* Work to be completed *
Your reply should repeat, exactly, the line containing "the right clump" and the rest of the material after it.

* Source records *
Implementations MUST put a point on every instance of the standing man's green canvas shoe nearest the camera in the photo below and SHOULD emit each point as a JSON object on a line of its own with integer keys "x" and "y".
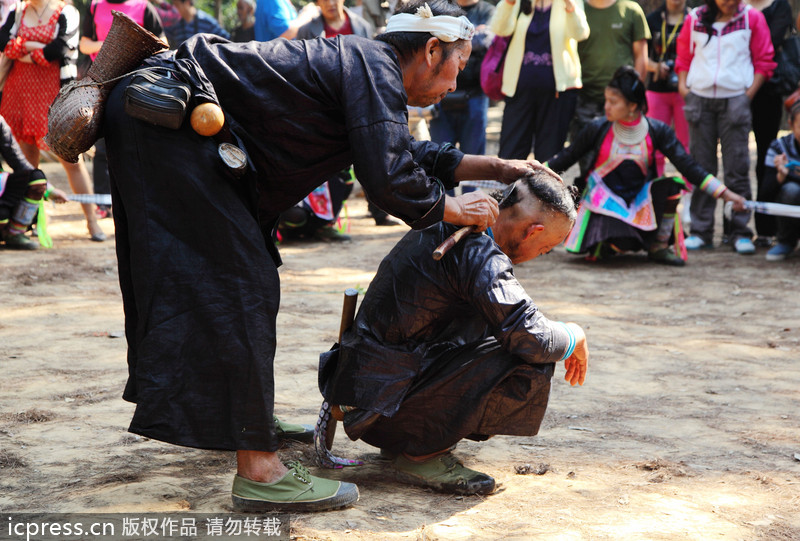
{"x": 296, "y": 492}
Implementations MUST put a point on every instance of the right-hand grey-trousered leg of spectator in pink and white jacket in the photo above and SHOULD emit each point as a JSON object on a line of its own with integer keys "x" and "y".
{"x": 734, "y": 134}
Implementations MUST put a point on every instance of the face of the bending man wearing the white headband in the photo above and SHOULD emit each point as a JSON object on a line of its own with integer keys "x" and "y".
{"x": 441, "y": 76}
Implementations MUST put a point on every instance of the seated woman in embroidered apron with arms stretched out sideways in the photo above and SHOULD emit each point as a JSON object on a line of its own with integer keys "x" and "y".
{"x": 625, "y": 206}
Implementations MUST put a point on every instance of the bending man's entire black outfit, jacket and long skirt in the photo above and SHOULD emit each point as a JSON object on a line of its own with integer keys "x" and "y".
{"x": 197, "y": 267}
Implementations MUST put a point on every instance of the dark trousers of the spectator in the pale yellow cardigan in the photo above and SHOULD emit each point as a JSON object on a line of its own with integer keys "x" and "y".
{"x": 536, "y": 121}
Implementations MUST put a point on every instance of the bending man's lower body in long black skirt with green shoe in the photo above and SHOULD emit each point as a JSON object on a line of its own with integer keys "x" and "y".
{"x": 201, "y": 293}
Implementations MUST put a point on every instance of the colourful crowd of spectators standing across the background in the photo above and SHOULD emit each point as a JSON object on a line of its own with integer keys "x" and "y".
{"x": 560, "y": 60}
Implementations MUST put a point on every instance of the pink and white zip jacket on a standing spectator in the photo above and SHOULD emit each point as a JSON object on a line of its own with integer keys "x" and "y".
{"x": 725, "y": 65}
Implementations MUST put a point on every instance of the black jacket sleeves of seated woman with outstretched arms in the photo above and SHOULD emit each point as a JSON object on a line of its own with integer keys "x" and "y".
{"x": 591, "y": 137}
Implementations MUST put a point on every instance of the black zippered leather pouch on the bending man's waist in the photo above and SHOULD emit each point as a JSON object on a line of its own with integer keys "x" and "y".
{"x": 157, "y": 96}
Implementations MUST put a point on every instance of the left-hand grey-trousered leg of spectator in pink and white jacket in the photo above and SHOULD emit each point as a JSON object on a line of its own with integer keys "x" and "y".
{"x": 703, "y": 134}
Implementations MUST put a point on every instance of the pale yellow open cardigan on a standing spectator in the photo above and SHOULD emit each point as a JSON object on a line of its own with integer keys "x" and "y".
{"x": 566, "y": 30}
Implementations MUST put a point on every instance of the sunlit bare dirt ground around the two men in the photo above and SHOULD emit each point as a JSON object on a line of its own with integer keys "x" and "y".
{"x": 688, "y": 426}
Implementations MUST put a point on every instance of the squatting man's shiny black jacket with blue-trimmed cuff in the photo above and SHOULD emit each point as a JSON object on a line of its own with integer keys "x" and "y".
{"x": 418, "y": 311}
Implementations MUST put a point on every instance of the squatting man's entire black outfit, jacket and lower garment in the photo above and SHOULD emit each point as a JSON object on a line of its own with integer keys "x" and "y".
{"x": 441, "y": 350}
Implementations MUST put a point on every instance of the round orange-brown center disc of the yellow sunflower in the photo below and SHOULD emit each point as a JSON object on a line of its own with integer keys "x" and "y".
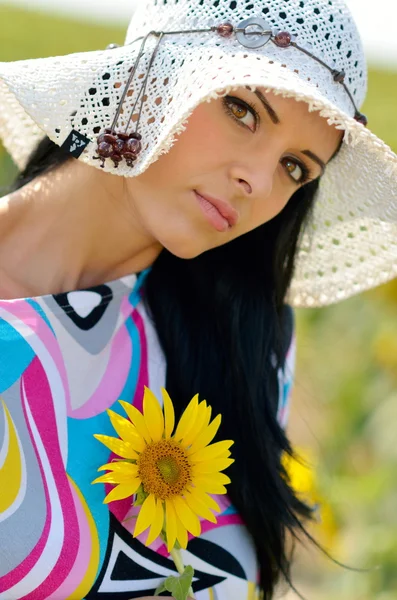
{"x": 164, "y": 469}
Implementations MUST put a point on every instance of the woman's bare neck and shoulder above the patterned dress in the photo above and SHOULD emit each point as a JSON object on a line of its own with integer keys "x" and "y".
{"x": 72, "y": 228}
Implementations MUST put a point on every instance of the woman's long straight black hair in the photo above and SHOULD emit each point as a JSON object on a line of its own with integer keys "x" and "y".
{"x": 223, "y": 325}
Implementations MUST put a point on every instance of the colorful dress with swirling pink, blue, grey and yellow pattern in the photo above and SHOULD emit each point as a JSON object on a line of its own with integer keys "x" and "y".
{"x": 64, "y": 360}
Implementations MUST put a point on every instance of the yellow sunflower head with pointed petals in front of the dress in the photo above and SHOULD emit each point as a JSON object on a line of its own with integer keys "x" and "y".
{"x": 173, "y": 473}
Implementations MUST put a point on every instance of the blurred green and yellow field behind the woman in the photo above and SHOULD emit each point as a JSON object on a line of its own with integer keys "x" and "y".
{"x": 344, "y": 414}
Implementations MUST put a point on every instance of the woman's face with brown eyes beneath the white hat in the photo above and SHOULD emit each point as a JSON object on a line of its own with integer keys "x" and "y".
{"x": 247, "y": 154}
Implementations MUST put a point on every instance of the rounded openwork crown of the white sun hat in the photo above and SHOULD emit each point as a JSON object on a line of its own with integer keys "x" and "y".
{"x": 324, "y": 27}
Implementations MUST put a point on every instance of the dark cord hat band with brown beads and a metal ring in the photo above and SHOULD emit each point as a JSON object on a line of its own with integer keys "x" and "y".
{"x": 251, "y": 33}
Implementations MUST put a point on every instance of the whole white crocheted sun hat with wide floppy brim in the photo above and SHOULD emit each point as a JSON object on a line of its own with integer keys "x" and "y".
{"x": 309, "y": 50}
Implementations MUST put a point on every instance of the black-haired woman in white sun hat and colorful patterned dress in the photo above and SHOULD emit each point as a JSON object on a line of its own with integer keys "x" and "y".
{"x": 176, "y": 195}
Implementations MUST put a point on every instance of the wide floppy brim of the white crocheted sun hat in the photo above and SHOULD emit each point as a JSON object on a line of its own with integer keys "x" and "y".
{"x": 350, "y": 244}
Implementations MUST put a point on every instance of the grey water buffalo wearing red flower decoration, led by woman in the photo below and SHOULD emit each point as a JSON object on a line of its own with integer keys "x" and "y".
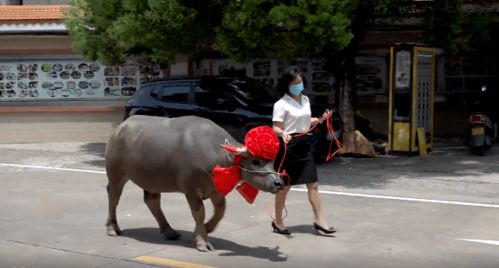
{"x": 178, "y": 155}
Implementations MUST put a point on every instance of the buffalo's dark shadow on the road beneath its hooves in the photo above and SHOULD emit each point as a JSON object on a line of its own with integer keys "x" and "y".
{"x": 152, "y": 235}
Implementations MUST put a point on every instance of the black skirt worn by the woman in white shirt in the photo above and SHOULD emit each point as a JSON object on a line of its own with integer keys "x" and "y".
{"x": 299, "y": 162}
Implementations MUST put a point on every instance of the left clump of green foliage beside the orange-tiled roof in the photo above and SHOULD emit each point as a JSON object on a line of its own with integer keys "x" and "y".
{"x": 154, "y": 30}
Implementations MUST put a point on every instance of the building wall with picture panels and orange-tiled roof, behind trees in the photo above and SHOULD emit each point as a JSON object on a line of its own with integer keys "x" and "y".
{"x": 38, "y": 65}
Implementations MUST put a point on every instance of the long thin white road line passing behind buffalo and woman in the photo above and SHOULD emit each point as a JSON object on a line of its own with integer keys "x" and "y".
{"x": 388, "y": 197}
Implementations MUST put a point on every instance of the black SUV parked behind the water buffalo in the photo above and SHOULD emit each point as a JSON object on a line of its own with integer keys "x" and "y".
{"x": 235, "y": 103}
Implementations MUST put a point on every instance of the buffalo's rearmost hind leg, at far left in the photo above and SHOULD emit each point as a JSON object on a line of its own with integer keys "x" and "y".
{"x": 114, "y": 190}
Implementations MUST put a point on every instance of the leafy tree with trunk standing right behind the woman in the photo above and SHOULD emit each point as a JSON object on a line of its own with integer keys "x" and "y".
{"x": 329, "y": 29}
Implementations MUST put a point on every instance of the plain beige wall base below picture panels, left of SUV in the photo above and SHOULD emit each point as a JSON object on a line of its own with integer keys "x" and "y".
{"x": 54, "y": 122}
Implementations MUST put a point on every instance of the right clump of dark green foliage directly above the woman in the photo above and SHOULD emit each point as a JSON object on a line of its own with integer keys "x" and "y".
{"x": 285, "y": 29}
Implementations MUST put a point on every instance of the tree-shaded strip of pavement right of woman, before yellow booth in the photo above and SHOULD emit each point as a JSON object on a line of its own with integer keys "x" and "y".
{"x": 444, "y": 163}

* Exercise answer *
Implementations MUST put a point on every instance of the right clump of dark green foliage directly above the woman in the photo above and SHOULD emit each point as a JSON object on a line of its own with integer keys "x" and "y".
{"x": 285, "y": 29}
Implementations MUST put a point on every instance of the tree-shaded strip of pavement right of woman, before yellow booth in the photo above and SHOULD emit each point as a JSON object on a line of its own with integer keys "x" and "y".
{"x": 444, "y": 163}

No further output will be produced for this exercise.